**Extrait fourni**
Trop souvent nous sommes en admiration devant un soft, que ce soit par rapport à une programmation quasi parfaite, un graphisme somptueux, ou même une musique qui nous laisse rêveurs. C’est ainsi que des jeux comme Sorcery, Gryzor, Stormlord, Titan et beaucoup d’autres demeurent à jamais graves dans nos mémoires. Il y a toujours une personne, voire une équipe responsable de ces chefs-d’œuvre, qui, malheureusement, restent souvent dans l’ombre.

PHILIPPE PAMARD, LE TITAN DU CPC

A Cent Pour Cent nous avons pris l’initiative de vous présenter chaque mois une personnalité ayant participe à l’élaboration d’un de ces petits bijoux qui nous ont fait passer des nuits devant nos micro. Pour commencer en beauté, voici l’interview exclusive de Philippe Pamart, a qui l’on doit la réalisation de Titan, ainsi que l’adaptation sur CPC de Crazy Cars 2, et croyez moi, il est loin (de mini-bus) d’avoir dit son dernier mot.

 

Nous : Avant d’aborder les questions techniques, peux-tu nous raconter tes débuts dans le monde de l’informatique ?
Lui : Mes débuts se sont faits en 1983 84, sur les games des ZX-80. Je me suis amusé en assembleur, petit a petit, quoi. Le ZX-80 possédant un microprocesseur Z80, je suis reste dans la même famille en achetant un Amstrad. Tout d’abord, je n’étais pas trop emballe, mais après quelques petits essais, j’ai trouvé ça marrant.

 

Nous : Quels étaient tes premiers programmes ?
Lui : En voyant les jeux que j’achetais, je me suis dis que l’on pouvait faire un peu mieux. C’est de la qu’est partie l’idée de bidouiller les jeux que je possédais pour les accélérer.

 

Nous : Et ton premier jeu ?
Lui : Celui qui n’est pas sorti dans le commerce, bien sur. C’était un jeu d’aventure, genre Elite, dans l’esprit Fligh Simulator 2 avec un tableau de bord, ou tout le jeu consistait a manipuler l’appareil. Je l’ai laisse tomber ; manque de temps car je partais a l’armée.
Toujours Lui : Les militaires ayant de bonnes idées, je me suis penche sur un autre jeu avec un écran du type arcade. Titan n’était pas une idée très réfléchie au départ. J’avais des routines très rapides, et autour de ces routines, j’ai fait le jeu.

 

Nous : Et les graphismes dans Titan ?
Lui : J’ai programmé et fait tous les dessins de Titan, j’avais même une musique que je ne trouvais pas géniale, c’est la raison pour laquelle Titan n’a que des bruitages.

 

Nous : Quels sont les utilitaires que tu utilises pour tes jeux ?
Lui : Comme assembleur, j’utilise Pyradev, qui, selon moi, est le meilleur. En ce qui concerne les dessins, je me suis fait un éditeur de sprites qui me suffisait amplement. Pour les sons, j’avais écrit un utilitaire permettant de jouer des sons au 300e de seconde (NDR : L’Amstrad gère les sons au 50e de seconde).

 

Nous : Que penses-tu des 16 bits?
Septh : C’est beaucoup pour un seul homme.

**Consigne**
Recopie tout ce qui va de « Lui : En voyant » jusqu'à « partais a l’armée. » dans l'entretien avec Philippe Pamart, en remplaçant « bidouiller » par « modifier ».

**Lignes extraites**
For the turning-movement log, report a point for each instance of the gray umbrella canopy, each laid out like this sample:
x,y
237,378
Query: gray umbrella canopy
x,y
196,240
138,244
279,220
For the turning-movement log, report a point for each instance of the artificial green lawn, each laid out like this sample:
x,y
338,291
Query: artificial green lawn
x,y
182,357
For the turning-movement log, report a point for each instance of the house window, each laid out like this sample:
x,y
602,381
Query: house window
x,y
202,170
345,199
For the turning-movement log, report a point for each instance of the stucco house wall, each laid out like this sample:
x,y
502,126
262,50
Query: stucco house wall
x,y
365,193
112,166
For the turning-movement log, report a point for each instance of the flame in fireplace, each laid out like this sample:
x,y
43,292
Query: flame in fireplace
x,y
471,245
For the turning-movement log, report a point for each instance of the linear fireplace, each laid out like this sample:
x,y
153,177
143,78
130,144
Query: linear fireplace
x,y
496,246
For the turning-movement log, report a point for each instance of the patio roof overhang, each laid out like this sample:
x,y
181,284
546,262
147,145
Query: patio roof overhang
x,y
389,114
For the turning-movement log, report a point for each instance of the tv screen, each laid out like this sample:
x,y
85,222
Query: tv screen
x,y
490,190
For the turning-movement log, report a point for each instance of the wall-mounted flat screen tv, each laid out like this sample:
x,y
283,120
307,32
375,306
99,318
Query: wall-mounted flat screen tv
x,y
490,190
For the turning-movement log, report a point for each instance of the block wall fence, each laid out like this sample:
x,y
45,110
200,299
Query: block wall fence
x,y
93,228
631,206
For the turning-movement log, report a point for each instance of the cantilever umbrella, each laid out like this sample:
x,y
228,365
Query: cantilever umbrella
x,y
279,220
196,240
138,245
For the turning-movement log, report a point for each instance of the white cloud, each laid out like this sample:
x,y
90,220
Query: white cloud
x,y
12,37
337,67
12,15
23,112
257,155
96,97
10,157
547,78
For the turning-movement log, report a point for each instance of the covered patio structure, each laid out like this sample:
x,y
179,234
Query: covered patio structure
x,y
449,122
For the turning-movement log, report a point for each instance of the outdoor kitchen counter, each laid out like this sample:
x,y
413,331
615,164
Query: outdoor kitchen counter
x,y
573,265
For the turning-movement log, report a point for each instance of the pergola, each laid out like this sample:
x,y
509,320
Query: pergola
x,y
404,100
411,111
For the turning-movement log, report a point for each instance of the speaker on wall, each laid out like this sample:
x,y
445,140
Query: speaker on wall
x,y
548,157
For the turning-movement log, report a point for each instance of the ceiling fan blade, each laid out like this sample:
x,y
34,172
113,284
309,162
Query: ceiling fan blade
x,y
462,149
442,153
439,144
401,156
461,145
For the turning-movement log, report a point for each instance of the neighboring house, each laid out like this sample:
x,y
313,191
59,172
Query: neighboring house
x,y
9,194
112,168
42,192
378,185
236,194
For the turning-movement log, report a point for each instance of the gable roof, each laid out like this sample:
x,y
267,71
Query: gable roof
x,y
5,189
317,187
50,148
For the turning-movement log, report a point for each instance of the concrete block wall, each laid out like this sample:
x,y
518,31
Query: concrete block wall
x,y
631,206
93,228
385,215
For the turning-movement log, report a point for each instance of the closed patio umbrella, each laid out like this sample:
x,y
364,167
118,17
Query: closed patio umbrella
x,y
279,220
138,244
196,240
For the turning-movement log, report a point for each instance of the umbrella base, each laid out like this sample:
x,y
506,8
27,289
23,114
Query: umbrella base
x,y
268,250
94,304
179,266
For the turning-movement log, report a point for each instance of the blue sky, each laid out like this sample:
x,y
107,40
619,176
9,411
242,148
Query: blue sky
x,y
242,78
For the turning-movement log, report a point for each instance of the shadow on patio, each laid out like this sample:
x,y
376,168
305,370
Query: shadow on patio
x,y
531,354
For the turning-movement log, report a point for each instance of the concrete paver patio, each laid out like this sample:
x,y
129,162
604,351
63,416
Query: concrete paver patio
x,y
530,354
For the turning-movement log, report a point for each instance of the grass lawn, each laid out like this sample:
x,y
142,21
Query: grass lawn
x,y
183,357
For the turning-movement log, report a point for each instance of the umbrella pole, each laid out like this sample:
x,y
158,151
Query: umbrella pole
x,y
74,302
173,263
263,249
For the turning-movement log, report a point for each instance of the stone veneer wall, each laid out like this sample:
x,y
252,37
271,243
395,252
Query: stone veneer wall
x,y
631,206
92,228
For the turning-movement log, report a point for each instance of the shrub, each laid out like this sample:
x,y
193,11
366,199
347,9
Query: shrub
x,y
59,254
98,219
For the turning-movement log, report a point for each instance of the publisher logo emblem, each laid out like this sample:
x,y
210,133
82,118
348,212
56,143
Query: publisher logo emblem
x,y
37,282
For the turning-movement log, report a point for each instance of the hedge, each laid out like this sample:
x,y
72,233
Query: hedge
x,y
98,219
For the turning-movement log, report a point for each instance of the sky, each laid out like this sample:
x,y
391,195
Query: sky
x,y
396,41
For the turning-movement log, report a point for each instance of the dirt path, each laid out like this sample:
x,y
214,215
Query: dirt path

**Réponse rédigée**
Lui : En voyant les jeux que j’achetais, je me suis dis que l’on pouvait faire un peu mieux. C’est de la qu’est partie l’idée de modifier les jeux que je possédais pour les accélérer.

 

Nous : Et ton premier jeu ?
Lui : Celui qui n’est pas sorti dans le commerce, bien sur. C’était un jeu d’aventure, genre Elite, dans l’esprit Fligh Simulator 2 avec un tableau de bord, ou tout le jeu consistait a manipuler l’appareil. Je l’ai laisse tomber ; manque de temps car je partais a l’armée.